# Mass Mortality of Chinese Mantis: 62/65 individuals dead over the weekend



## ArcticMantis (Nov 18, 2019)

Hello,

I've been raising Chinese mantises (Tenodera sinensis) in my lab for 5 months now. They were all L6-L7, not yet adults, because I needed them for experiments in January so I was feeding them weekly and keeping them at about 22 degrees Celsius. Over these 5 months, I have left them alone every single weekend, and they have always been fine. However, this morning (Monday) I came into the lab to find all but three of them dead. They were all doing fine on Friday.

Most of the dead are in the lying-on-the-back, legs-up death pose, but others are upright on the bottom of their containers (but dead). Only one had a moult skin, and none of the others seemed to have had a failed moult of any kind. the back portion of their abdomens, near the anus, was dark, but I find this isn't uncommon for mantises that die from anything. The humidity was still 66% when I came in, so it wasn't too dry. 

I had them on crickets before, but a few died, so I switched to mealworms, which I have been feeding them for 4 weeks now. I recently bought some new mealworms at Petsmart, because it was the only place I could find them that wasn't a two hour trip away. I fed the mealworms some apple _after _I fed my mantises. I considered the possibility that Petsmart sold me tainted mealworms, but there doesn't seem to be any vomit or diarrhea in the containers, so that seems unlikely. Also, I was feeding them on a rotation, 1/3 on Monday, 1/3 on Wednesday, 1/3 on Friday, so I feel like if the deaths were food-related, it should have happened in waves.

- ASSIGNMENT: Please retype the mantis thread word for word, everything from "I've been raising" down to "wasn't too dry.". The rows have no connection to the mantis thread.

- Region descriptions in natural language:
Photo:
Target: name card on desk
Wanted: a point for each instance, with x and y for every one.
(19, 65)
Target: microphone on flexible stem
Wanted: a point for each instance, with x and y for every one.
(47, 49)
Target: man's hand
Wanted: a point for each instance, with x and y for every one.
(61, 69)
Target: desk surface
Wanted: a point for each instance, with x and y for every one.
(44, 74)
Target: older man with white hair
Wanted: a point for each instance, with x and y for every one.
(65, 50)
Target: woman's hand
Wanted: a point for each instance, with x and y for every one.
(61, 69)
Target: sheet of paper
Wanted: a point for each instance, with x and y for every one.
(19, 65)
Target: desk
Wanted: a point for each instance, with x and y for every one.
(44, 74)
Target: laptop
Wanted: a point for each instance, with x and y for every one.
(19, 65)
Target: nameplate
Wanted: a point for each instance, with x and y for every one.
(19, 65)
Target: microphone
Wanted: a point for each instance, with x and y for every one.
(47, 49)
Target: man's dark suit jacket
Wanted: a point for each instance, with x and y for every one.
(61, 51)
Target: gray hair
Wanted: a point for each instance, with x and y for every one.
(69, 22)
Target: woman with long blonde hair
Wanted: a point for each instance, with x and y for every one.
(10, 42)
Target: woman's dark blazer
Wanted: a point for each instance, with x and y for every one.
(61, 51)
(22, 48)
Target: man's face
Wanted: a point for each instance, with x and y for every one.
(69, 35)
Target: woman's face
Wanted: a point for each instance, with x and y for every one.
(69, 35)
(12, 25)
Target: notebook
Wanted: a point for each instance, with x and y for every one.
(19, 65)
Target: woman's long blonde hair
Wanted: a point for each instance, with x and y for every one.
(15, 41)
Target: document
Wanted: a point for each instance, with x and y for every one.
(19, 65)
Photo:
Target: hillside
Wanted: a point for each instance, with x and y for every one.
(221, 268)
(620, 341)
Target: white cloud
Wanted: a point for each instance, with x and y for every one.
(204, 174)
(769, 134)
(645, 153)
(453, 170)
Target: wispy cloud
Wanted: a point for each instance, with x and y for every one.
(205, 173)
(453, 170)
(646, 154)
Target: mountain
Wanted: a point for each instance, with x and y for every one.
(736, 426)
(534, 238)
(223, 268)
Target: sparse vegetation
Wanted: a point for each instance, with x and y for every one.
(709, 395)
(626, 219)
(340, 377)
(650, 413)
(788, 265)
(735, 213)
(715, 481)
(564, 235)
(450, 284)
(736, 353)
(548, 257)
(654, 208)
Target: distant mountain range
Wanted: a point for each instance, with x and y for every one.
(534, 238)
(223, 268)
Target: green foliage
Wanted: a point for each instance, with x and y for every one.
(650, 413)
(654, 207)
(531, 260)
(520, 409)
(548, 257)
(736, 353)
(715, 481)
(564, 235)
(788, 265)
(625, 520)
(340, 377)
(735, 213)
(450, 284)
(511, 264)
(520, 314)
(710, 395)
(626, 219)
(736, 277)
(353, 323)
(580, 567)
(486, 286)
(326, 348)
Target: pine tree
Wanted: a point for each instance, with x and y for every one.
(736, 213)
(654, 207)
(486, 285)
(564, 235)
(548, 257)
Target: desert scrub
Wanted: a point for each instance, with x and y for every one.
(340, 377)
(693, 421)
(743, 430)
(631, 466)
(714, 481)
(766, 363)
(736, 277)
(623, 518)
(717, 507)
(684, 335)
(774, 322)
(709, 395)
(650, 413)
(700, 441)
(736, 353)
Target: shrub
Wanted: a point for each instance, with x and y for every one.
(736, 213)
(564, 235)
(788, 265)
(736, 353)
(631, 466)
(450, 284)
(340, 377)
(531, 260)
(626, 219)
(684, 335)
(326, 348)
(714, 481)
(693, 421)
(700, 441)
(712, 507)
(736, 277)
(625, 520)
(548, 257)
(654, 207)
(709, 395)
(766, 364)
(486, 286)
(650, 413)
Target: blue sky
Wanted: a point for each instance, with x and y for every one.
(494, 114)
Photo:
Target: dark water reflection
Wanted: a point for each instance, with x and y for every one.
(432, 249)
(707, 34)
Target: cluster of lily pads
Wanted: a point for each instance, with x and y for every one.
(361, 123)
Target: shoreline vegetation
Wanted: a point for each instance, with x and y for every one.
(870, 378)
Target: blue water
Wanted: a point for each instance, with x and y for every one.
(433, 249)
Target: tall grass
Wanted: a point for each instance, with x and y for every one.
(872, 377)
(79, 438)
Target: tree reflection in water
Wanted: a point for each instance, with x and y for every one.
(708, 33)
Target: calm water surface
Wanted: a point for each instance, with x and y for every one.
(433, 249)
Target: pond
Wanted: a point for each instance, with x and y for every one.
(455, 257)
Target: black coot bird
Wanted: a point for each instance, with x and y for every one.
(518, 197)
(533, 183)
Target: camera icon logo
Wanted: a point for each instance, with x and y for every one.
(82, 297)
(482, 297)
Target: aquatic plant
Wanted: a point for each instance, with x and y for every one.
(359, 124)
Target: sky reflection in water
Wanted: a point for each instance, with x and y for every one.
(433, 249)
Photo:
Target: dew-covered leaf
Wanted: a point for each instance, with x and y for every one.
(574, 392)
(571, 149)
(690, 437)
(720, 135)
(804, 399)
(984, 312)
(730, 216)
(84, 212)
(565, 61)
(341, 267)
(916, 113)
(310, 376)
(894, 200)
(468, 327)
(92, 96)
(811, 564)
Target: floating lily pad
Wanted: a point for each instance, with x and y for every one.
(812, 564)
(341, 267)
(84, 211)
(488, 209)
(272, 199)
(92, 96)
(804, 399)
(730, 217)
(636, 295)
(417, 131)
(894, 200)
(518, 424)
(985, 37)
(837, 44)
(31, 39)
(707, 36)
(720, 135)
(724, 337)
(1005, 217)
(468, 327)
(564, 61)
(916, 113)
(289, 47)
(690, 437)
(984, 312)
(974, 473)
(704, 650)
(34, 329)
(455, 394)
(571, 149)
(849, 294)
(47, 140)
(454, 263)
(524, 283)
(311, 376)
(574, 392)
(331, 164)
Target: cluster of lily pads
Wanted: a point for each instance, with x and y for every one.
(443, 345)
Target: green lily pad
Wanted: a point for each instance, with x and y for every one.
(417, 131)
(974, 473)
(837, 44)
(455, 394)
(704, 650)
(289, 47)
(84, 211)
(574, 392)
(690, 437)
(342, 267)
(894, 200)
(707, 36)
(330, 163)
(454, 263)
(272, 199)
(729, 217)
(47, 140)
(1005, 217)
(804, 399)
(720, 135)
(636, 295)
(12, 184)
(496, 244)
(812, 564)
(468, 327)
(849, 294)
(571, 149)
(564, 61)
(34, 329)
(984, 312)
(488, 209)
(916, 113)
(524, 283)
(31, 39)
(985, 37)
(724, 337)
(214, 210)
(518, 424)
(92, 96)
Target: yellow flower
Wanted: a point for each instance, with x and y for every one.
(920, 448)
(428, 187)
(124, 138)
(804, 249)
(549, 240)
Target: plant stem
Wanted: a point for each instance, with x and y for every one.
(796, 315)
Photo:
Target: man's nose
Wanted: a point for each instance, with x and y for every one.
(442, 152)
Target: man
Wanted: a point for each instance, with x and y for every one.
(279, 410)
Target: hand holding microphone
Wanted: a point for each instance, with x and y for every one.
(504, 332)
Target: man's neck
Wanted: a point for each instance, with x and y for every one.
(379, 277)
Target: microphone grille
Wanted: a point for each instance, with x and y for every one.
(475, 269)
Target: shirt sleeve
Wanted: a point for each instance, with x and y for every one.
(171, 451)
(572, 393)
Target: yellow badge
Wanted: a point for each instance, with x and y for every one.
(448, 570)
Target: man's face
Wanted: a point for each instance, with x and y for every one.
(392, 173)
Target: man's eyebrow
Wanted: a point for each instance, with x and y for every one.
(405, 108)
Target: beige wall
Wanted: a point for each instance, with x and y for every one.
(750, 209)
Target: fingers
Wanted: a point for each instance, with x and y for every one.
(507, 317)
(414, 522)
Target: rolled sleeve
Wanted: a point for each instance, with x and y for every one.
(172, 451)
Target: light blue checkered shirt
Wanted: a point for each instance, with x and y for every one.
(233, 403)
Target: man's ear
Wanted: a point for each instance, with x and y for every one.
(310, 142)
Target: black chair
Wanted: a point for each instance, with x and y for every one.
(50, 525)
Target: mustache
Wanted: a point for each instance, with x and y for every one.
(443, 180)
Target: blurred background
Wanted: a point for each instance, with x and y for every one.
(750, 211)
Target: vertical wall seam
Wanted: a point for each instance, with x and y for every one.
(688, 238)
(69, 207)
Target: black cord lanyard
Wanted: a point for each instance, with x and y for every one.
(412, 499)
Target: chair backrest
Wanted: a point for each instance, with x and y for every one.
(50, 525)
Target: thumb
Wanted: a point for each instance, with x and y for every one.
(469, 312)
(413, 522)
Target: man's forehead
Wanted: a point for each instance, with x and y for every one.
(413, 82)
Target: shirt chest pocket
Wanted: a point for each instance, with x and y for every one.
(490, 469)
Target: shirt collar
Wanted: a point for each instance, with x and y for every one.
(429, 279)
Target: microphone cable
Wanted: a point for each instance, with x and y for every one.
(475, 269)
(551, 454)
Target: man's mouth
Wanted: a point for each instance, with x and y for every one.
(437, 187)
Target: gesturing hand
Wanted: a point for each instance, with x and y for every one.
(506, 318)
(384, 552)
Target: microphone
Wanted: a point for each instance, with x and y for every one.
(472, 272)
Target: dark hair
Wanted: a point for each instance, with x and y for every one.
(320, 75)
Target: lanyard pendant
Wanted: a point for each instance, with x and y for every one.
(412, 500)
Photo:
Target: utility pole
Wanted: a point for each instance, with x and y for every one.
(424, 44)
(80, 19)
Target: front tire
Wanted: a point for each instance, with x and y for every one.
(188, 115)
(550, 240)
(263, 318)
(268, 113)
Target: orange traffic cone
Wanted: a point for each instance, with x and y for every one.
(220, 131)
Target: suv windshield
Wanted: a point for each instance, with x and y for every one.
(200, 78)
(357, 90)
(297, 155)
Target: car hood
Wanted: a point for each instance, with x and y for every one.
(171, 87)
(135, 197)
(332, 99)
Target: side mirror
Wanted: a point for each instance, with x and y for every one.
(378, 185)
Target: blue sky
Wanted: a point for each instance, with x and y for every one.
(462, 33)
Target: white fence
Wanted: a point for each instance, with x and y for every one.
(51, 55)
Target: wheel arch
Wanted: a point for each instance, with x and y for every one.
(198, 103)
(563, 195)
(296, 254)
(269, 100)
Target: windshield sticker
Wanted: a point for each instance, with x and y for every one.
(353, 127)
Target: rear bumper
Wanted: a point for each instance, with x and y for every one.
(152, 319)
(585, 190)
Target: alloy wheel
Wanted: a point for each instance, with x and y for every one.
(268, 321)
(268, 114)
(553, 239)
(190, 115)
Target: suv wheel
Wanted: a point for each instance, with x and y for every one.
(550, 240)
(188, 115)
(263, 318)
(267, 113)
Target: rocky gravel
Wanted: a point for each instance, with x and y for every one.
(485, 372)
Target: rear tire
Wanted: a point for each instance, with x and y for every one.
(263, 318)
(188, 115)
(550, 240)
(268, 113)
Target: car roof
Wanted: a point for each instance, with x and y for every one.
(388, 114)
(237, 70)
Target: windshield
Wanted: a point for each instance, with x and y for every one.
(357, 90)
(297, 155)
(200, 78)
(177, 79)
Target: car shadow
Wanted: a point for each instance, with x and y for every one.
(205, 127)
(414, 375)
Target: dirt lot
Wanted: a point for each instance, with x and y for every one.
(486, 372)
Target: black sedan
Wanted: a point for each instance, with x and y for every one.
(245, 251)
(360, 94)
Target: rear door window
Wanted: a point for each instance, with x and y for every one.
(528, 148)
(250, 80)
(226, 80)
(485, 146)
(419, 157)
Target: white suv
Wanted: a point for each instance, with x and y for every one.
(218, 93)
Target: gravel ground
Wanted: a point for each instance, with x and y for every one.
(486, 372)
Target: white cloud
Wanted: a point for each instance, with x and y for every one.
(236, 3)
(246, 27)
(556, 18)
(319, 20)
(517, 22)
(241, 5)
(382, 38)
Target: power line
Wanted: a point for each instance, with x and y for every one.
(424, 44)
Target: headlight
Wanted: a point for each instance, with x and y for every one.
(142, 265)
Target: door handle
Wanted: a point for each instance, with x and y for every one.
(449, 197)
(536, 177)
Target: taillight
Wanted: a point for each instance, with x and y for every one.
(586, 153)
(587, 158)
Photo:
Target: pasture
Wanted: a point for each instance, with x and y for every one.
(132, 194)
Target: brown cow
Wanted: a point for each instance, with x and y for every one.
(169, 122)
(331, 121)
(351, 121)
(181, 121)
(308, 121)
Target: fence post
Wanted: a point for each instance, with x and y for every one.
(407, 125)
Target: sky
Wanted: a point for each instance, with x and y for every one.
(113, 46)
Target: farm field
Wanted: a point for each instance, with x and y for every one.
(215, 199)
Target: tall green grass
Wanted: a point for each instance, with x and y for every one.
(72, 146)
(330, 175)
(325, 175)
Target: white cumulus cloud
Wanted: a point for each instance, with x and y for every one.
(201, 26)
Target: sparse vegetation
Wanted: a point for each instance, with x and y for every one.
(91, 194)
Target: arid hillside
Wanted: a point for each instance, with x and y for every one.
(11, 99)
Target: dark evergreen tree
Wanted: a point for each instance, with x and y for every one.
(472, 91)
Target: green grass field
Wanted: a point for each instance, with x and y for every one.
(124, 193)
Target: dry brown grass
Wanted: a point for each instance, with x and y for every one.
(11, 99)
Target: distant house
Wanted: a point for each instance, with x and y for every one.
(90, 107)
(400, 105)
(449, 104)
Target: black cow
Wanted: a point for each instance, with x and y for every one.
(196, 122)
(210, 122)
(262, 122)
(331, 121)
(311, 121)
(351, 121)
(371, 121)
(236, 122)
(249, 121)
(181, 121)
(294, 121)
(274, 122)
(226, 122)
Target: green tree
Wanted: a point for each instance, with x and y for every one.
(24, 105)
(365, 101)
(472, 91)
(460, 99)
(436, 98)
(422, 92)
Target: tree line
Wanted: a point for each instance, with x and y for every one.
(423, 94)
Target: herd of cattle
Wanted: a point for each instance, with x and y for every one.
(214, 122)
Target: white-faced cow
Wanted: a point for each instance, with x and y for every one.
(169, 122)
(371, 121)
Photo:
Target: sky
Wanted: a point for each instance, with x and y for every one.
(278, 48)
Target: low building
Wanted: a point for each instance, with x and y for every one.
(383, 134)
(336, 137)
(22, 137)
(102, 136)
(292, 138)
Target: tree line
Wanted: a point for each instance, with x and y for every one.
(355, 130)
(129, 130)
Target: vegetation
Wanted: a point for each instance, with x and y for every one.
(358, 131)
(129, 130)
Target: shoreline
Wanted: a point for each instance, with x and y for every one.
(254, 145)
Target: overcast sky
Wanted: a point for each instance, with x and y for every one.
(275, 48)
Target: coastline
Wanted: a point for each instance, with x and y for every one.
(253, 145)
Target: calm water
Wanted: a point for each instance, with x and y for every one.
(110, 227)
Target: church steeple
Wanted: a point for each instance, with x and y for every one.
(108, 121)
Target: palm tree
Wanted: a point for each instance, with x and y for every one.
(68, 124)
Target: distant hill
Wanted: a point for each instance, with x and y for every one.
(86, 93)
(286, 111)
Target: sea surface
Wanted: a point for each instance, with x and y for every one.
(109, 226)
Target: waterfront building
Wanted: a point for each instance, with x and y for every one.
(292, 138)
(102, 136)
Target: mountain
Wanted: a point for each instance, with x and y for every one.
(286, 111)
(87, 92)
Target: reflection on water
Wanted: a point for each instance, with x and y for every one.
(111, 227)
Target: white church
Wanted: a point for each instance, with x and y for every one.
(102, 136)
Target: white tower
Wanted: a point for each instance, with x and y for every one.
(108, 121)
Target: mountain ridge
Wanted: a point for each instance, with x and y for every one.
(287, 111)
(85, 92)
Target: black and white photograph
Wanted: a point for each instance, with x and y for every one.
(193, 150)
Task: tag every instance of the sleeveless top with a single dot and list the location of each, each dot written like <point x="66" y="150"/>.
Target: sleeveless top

- TASK OUTPUT:
I've been raising Chinese mantises (Tenodera sinensis) in my lab for 5 months now. They were all L6-L7, not yet adults, because I needed them for experiments in January so I was feeding them weekly and keeping them at about 22 degrees Celsius. Over these 5 months, I have left them alone every single weekend, and they have always been fine. However, this morning (Monday) I came into the lab to find all but three of them dead. They were all doing fine on Friday.

Most of the dead are in the lying-on-the-back, legs-up death pose, but others are upright on the bottom of their containers (but dead). Only one had a moult skin, and none of the others seemed to have had a failed moult of any kind. the back portion of their abdomens, near the anus, was dark, but I find this isn't uncommon for mantises that die from anything. The humidity was still 66% when I came in, so it wasn't too dry.